# TASK DIRECTIONS:
Restate every line of the material, word for word.

# MATERIAL FOR THIS TASK:

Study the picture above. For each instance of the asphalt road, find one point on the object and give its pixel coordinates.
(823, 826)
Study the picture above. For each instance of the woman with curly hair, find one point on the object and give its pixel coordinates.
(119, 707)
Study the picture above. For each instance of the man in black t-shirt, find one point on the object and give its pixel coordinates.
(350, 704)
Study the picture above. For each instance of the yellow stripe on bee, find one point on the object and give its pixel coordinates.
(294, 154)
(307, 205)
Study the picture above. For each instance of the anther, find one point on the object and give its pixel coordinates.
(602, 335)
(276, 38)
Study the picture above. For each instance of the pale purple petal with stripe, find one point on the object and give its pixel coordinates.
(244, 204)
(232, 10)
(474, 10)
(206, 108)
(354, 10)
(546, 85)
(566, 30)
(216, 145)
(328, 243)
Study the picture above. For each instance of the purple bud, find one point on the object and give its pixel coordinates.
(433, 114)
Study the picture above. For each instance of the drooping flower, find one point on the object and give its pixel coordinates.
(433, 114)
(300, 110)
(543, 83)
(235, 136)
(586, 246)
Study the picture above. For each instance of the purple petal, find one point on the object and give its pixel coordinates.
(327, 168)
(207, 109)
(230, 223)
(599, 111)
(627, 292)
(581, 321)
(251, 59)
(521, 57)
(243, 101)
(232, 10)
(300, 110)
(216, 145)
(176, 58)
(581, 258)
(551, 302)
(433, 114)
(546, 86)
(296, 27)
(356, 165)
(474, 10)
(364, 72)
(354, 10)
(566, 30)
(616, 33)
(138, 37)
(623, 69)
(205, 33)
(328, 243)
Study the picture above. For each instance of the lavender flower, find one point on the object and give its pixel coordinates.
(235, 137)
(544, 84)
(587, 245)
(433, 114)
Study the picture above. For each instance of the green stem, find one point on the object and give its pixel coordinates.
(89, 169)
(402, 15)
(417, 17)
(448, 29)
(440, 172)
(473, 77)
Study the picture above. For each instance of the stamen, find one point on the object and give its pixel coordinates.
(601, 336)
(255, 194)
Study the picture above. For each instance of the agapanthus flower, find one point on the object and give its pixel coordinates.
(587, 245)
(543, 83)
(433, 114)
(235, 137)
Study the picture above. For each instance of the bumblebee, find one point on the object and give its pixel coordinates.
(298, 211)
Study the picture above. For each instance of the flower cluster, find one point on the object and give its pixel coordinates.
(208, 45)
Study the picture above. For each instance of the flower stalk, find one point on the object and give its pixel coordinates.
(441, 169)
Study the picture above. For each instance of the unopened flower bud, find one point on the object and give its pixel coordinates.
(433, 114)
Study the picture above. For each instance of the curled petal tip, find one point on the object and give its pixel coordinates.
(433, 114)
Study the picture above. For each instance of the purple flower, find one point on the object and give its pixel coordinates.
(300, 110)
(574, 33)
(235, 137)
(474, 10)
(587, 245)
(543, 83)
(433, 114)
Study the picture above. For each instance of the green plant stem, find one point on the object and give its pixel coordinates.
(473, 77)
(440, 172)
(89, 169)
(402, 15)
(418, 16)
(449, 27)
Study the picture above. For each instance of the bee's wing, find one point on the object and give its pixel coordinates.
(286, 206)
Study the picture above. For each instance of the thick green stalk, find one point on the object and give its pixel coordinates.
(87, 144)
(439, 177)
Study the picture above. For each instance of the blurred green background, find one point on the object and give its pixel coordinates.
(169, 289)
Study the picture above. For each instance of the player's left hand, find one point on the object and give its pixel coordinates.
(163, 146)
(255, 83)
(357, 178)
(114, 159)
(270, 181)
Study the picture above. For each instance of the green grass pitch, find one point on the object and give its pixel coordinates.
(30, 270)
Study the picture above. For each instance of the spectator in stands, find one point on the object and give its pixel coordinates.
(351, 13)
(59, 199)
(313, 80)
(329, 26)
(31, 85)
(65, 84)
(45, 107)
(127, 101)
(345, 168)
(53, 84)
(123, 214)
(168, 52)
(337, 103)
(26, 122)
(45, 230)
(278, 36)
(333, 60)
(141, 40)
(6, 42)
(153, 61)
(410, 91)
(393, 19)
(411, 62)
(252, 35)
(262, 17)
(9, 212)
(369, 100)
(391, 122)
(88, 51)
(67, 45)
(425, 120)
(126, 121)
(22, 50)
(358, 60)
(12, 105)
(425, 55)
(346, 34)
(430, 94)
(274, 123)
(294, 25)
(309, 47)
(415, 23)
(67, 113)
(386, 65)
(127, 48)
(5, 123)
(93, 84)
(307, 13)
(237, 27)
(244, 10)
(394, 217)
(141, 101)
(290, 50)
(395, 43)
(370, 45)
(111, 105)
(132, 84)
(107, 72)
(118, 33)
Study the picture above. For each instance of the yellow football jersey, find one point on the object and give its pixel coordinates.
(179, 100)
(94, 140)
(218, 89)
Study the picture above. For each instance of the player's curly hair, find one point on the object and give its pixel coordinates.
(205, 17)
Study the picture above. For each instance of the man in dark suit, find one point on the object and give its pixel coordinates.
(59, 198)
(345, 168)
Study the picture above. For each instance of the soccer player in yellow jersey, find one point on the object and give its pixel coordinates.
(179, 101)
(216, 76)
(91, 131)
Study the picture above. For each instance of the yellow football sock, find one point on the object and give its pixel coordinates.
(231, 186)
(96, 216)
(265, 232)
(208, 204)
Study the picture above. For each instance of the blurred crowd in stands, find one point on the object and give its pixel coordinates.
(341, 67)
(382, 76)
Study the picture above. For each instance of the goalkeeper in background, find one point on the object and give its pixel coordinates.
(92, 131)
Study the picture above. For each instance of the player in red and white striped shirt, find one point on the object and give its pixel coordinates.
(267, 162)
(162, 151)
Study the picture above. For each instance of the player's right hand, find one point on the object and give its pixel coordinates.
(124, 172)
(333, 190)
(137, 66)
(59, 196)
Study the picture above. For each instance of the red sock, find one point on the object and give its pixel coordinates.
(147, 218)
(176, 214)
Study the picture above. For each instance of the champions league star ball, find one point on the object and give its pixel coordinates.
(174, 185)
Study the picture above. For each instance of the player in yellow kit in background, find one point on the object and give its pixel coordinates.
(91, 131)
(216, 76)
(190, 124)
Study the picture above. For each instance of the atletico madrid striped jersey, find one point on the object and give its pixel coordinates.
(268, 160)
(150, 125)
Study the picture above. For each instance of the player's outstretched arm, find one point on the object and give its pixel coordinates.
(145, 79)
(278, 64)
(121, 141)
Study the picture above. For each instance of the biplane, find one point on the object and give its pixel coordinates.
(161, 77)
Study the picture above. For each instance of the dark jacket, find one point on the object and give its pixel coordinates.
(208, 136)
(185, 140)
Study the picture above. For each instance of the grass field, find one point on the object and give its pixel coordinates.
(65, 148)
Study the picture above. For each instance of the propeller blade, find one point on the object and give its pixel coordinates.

# REPLY:
Study the picture above. For each instance of the asphalt road, find one point on the object and give its pixel coordinates.
(823, 826)
Study the picture above. For each instance of the woman with curly hair, find one point on the object and give its pixel coordinates.
(119, 707)
Study the picture above. For each instance of the man in black t-shirt, find one point on the object and give its pixel coordinates.
(350, 704)
Study the picture above. For each instance of the yellow stripe on bee, find one point on the object and give its pixel coordinates.
(294, 154)
(307, 205)
Study the picture above. For each instance of the anther, find one point on the object and give its pixel coordinates.
(602, 335)
(276, 38)
Study the picture above. For each instance of the pale purple petal with stripe, find one point on the object and give its pixel coordinates.
(244, 204)
(232, 10)
(474, 10)
(206, 108)
(354, 10)
(546, 85)
(566, 30)
(216, 145)
(328, 243)
Study the picture above. For each instance of the purple bud, find one point on the object and give its pixel coordinates.
(433, 114)
Study the picture above. For each instance of the drooping flower, find one point on the object and give its pixel coordinates.
(433, 114)
(300, 110)
(543, 83)
(235, 136)
(586, 246)
Study the picture above. For each instance of the purple petal, find one point on the object and give its pixel coordinates.
(327, 168)
(207, 109)
(230, 223)
(599, 111)
(627, 292)
(581, 321)
(251, 59)
(521, 57)
(243, 101)
(232, 10)
(300, 110)
(216, 145)
(176, 58)
(581, 258)
(551, 302)
(433, 114)
(546, 86)
(296, 27)
(356, 165)
(474, 10)
(364, 72)
(354, 10)
(566, 30)
(616, 33)
(138, 37)
(623, 69)
(205, 33)
(328, 243)
Study the picture above. For each instance of the lavender flower, find one point on the object and give its pixel coordinates.
(235, 137)
(544, 84)
(587, 245)
(433, 114)
Study the picture above. For each instance of the green stem, find one point on the object and give its pixel coordinates.
(89, 169)
(402, 15)
(417, 17)
(448, 29)
(440, 172)
(473, 77)
Study the picture above. For each instance of the stamen, find one point on the object and give its pixel coordinates.
(601, 336)
(255, 194)
Study the picture above. For each instance of the agapanthus flower, find one point on the object and give its pixel coordinates.
(587, 245)
(543, 83)
(433, 114)
(235, 137)
Study the picture above. For each instance of the bumblebee, find one point on the object and give its pixel coordinates.
(298, 211)
Study the picture above. For each instance of the flower cluster, find one point on the object and give its pixel coordinates.
(208, 45)
Study the picture above. For each instance of the flower stalk, find one point on the object and give its pixel coordinates.
(441, 169)
Study the picture above. For each instance of the unopened flower bud, find one point on the object and give its pixel coordinates.
(433, 114)
Study the picture above. For each instance of the curled petal tip, find one point on the object and give its pixel coordinates.
(433, 114)
Study the picture above. For each instance of the purple flower, find one point on the object and give its pixel coordinates.
(300, 110)
(574, 33)
(235, 137)
(474, 10)
(587, 245)
(543, 83)
(433, 114)
Study the picture above. For each instance of the green plant stem, find one point on the object and give its pixel coordinates.
(473, 77)
(440, 172)
(89, 169)
(402, 15)
(418, 16)
(449, 27)
Study the picture above. For each instance of the bee's wing, find one point on the object and give its pixel coordinates.
(286, 206)
Study the picture above. For each instance of the thick green stalk, find one point on the object and give its pixel coordinates.
(87, 144)
(439, 177)
Study the picture above. For each instance of the blurred green background, find one point on the object and give its pixel coordinates.
(169, 289)
Study the picture above. For each instance of the player's left hand, find one point on the object and give its pixel coordinates.
(163, 146)
(255, 83)
(357, 178)
(114, 159)
(270, 181)
Study the picture above. For each instance of the green grass pitch, find one point on the object and give its pixel coordinates.
(30, 270)
Study the picture above. For each instance of the spectator in stands, find one point on the object and give its pixel coordinates.
(351, 13)
(59, 199)
(313, 80)
(329, 26)
(31, 85)
(65, 84)
(45, 107)
(127, 101)
(345, 168)
(53, 84)
(123, 214)
(168, 52)
(337, 103)
(26, 122)
(45, 230)
(278, 36)
(333, 60)
(141, 40)
(6, 42)
(153, 61)
(410, 91)
(393, 19)
(411, 62)
(252, 35)
(262, 17)
(9, 212)
(369, 100)
(391, 122)
(88, 51)
(67, 45)
(425, 120)
(126, 121)
(22, 50)
(358, 60)
(12, 105)
(425, 55)
(346, 34)
(430, 94)
(274, 123)
(294, 25)
(309, 47)
(415, 23)
(67, 113)
(386, 65)
(127, 48)
(5, 123)
(93, 84)
(307, 13)
(237, 27)
(244, 10)
(394, 217)
(141, 101)
(290, 50)
(395, 43)
(370, 45)
(111, 105)
(132, 84)
(107, 72)
(118, 33)
Study the picture above. For each instance of the yellow football jersey, find one point on the object and give its pixel coordinates.
(179, 100)
(94, 140)
(218, 89)
Study the picture above. For each instance of the player's curly hair, find one point on the object and give its pixel coordinates.
(205, 17)
Study the picture above. For each instance of the man in dark suit, find one point on the object and give its pixel coordinates.
(59, 198)
(345, 168)
Study the picture above. For each instance of the soccer player in yellow jersey, find one point on the object and give its pixel coordinates.
(179, 101)
(216, 76)
(91, 131)
Study the picture above. For each instance of the yellow football sock, find one point on the object and give its pixel coordinates.
(231, 186)
(96, 216)
(265, 232)
(208, 204)
Study the picture above. For each instance of the blurred crowd in stands, find one point on the object and give its pixel coordinates.
(341, 67)
(382, 76)
Study the picture above. For each instance of the goalkeeper in background, find one point on the object and give its pixel coordinates.
(92, 131)
Study the picture above. For each instance of the player in red and white striped shirt, find one point on the object and give its pixel coordinates.
(267, 162)
(162, 151)
Study the picture above. For each instance of the player's right hand, find one point on the object and give its pixel coordinates.
(124, 172)
(333, 190)
(137, 66)
(59, 196)
Study the picture above. For each instance of the red sock, find one point on the object and give its pixel coordinates.
(147, 218)
(176, 214)
Study the picture above. For each instance of the champions league star ball, find one point on the object and give its pixel coordinates.
(174, 185)
Study the picture above. For each instance of the player in yellow kit in background, find one point on the object and give its pixel coordinates.
(91, 131)
(216, 76)
(190, 124)
Study the picture above. For each instance of the atletico madrid striped jersey, find one point on the object and give its pixel coordinates.
(268, 160)
(150, 125)
Study the picture above. For each instance of the player's outstretched arm, find one point on the object and give its pixel coordinates.
(145, 79)
(278, 64)
(121, 141)
Study the picture above. For each instance of the biplane, find one point on the object and give its pixel coordinates.
(161, 77)
Study the picture above. For each instance of the dark jacket, find one point on the object and give its pixel coordinates.
(208, 136)
(185, 140)
Study the picture above. For each instance of the grass field, find one point on the object and give its pixel coordinates.
(65, 148)
Study the picture above. For each instance of the propeller blade, find one point on the object and give its pixel coordinates.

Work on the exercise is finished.